Render each line of the rows below as a numbered list, omitting the blank lines.

Contour annotation records

--*--

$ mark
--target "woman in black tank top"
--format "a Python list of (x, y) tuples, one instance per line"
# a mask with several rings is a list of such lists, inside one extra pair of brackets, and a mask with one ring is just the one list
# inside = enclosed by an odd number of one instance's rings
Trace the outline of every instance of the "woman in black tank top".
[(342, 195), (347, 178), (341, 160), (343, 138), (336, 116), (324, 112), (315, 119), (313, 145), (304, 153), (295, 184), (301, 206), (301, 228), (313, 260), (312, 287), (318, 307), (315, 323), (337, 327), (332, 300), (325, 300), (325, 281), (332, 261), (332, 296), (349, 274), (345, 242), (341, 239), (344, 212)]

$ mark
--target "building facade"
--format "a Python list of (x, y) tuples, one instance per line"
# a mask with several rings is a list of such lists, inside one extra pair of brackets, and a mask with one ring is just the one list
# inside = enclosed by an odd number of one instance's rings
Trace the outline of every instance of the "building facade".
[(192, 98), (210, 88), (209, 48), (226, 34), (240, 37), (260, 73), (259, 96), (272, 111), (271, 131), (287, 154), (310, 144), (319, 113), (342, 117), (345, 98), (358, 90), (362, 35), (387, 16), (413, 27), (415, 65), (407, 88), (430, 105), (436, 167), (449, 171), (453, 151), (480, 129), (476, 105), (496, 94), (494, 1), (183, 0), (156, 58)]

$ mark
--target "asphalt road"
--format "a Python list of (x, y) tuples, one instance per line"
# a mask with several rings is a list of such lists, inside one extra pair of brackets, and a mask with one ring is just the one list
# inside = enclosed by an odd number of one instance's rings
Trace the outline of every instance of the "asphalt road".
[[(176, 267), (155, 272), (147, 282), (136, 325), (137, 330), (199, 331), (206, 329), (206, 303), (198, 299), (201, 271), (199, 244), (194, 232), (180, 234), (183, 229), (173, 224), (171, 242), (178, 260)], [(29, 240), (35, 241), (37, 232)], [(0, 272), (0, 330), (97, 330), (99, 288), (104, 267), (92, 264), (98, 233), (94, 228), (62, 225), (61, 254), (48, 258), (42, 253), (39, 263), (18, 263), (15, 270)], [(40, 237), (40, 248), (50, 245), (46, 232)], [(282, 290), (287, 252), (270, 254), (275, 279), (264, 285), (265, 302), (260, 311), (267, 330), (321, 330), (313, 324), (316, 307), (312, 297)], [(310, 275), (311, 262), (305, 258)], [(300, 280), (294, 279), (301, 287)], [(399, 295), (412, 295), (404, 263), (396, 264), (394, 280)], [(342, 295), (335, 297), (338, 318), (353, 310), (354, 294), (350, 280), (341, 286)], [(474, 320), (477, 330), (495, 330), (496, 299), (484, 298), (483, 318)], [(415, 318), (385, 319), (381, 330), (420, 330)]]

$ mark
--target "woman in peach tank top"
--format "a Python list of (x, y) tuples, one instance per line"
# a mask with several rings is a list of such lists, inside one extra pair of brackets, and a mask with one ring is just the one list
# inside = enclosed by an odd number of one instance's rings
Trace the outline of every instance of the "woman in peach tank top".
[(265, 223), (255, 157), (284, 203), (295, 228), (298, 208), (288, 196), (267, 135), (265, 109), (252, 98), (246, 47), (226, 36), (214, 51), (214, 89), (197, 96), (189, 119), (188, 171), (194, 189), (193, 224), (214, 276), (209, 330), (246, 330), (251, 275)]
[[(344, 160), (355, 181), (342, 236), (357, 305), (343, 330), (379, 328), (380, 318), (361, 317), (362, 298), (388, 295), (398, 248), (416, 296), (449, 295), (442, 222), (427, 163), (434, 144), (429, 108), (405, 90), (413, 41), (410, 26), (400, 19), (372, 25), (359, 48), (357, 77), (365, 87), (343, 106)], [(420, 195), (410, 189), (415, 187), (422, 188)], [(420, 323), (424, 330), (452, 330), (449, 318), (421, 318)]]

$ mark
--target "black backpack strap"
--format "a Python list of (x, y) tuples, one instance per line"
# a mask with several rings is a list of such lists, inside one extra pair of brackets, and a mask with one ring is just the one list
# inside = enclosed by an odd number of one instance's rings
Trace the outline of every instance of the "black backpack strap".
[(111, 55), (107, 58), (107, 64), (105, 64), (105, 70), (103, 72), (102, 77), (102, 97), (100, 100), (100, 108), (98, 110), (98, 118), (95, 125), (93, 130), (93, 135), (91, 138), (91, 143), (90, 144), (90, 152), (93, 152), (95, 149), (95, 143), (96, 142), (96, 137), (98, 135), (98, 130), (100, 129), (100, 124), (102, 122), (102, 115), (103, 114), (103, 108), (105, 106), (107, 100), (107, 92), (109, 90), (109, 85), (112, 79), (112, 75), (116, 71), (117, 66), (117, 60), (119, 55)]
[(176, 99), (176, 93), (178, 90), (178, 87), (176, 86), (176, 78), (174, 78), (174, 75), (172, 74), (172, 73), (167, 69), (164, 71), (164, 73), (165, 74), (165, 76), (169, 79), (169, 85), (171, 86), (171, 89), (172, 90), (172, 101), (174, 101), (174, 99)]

--*--

## Exercise result:
1. $ mark
2. --target "woman in black tank top"
3. --format "a Python list of (x, y) tuples, one instance per line"
4. # a mask with several rings is a list of such lists, inside one extra pair of brackets, and a mask with one ring is just the one list
5. # inside = enclosed by an odd number of one instance's rings
6. Trace the outline of every instance of the "woman in black tank top".
7. [(342, 195), (347, 178), (341, 160), (343, 138), (336, 116), (324, 112), (315, 119), (313, 145), (304, 153), (295, 184), (301, 206), (301, 228), (313, 260), (312, 287), (318, 307), (315, 323), (337, 327), (332, 300), (325, 300), (325, 281), (332, 261), (332, 296), (349, 274), (345, 242), (341, 239), (344, 212)]
8. $ mark
9. --target "building facade"
10. --format "a Python list of (x, y) tuples, one instance per line"
11. # a mask with several rings is a list of such lists, inside one extra pair of brackets, and a mask with one ring is just the one list
12. # inside = enclosed by an odd number of one instance's rings
13. Trace the outline of every instance of the "building facade".
14. [(192, 98), (210, 88), (209, 48), (226, 34), (240, 37), (260, 73), (259, 96), (272, 111), (271, 131), (287, 154), (310, 144), (319, 113), (342, 117), (345, 98), (358, 90), (362, 35), (387, 16), (413, 27), (415, 65), (407, 88), (430, 105), (436, 167), (449, 171), (453, 151), (480, 129), (476, 105), (496, 94), (494, 1), (183, 0), (156, 58)]
15. $ mark
16. --target "asphalt road"
17. --format "a Python list of (x, y) tuples, one instance per line"
18. # a mask with several rings is a list of such lists, inside one extra pair of brackets, and a mask with one ring is just the one list
19. # inside = enclosed by an odd number of one instance's rings
20. Trace the outline of every instance of the "asphalt road".
21. [[(176, 267), (155, 272), (147, 282), (136, 325), (137, 330), (199, 331), (206, 329), (206, 303), (198, 299), (201, 271), (199, 244), (194, 232), (180, 234), (183, 229), (173, 224), (171, 242), (178, 260)], [(29, 240), (35, 241), (37, 232)], [(0, 272), (0, 330), (97, 330), (99, 288), (104, 267), (92, 264), (98, 233), (94, 228), (62, 225), (61, 254), (48, 258), (42, 253), (39, 263), (18, 263), (15, 270)], [(40, 237), (40, 248), (50, 245), (46, 232)], [(282, 290), (287, 252), (270, 254), (275, 279), (264, 285), (265, 302), (260, 311), (267, 330), (321, 330), (313, 324), (316, 307), (312, 297)], [(310, 275), (311, 262), (305, 258)], [(300, 280), (294, 279), (301, 287)], [(399, 295), (412, 295), (404, 263), (396, 264), (394, 280)], [(342, 295), (335, 297), (338, 318), (353, 310), (354, 294), (350, 280), (341, 286)], [(474, 320), (477, 330), (495, 330), (496, 299), (484, 298), (483, 318)], [(415, 318), (385, 319), (381, 330), (420, 330)]]
22. $ mark
23. --target "woman in peach tank top"
24. --format "a Python list of (x, y) tuples, one instance per line"
25. # a mask with several rings is a list of such lists, inside one extra pair of brackets, and a mask with one ring is just the one list
26. # inside = enclosed by an odd number of one instance's rings
27. Trace the outline of every instance of the "woman in peach tank top".
28. [(265, 223), (255, 157), (284, 203), (295, 228), (298, 208), (288, 196), (267, 135), (265, 109), (252, 98), (246, 47), (226, 36), (214, 51), (214, 89), (197, 96), (189, 119), (188, 171), (194, 189), (193, 224), (214, 276), (209, 330), (246, 330), (251, 275)]
29. [[(344, 160), (355, 181), (342, 236), (357, 305), (343, 330), (379, 328), (380, 318), (361, 317), (362, 298), (388, 295), (398, 248), (416, 296), (449, 295), (442, 222), (427, 163), (434, 144), (429, 108), (405, 90), (413, 41), (410, 26), (400, 19), (372, 25), (359, 48), (357, 77), (365, 87), (343, 106)], [(420, 195), (410, 189), (415, 187), (422, 188)], [(420, 323), (424, 330), (452, 330), (449, 318), (421, 318)]]
30. $ mark
31. --target "black backpack strap"
32. --format "a Python list of (x, y) tuples, one instance per line"
33. # a mask with several rings is a list of such lists, inside one extra pair of brackets, and a mask with one ring is just the one list
34. # inside = enclosed by an odd number of one instance's rings
35. Trace the outline of every instance of the "black backpack strap".
36. [(111, 55), (107, 58), (107, 64), (105, 64), (105, 70), (103, 72), (102, 77), (102, 97), (100, 100), (100, 108), (98, 110), (98, 118), (95, 125), (93, 130), (93, 135), (91, 138), (91, 143), (90, 144), (90, 152), (93, 152), (95, 149), (95, 143), (96, 142), (96, 137), (98, 135), (98, 130), (100, 129), (100, 124), (102, 122), (102, 115), (103, 114), (103, 108), (105, 106), (107, 100), (107, 92), (109, 90), (109, 85), (112, 79), (112, 75), (116, 71), (117, 66), (117, 60), (119, 55)]
37. [(176, 99), (176, 93), (178, 90), (178, 87), (176, 86), (176, 78), (174, 78), (174, 75), (172, 74), (172, 73), (167, 69), (164, 71), (164, 73), (165, 74), (165, 76), (169, 79), (169, 85), (171, 86), (171, 89), (172, 90), (172, 101), (174, 101), (174, 99)]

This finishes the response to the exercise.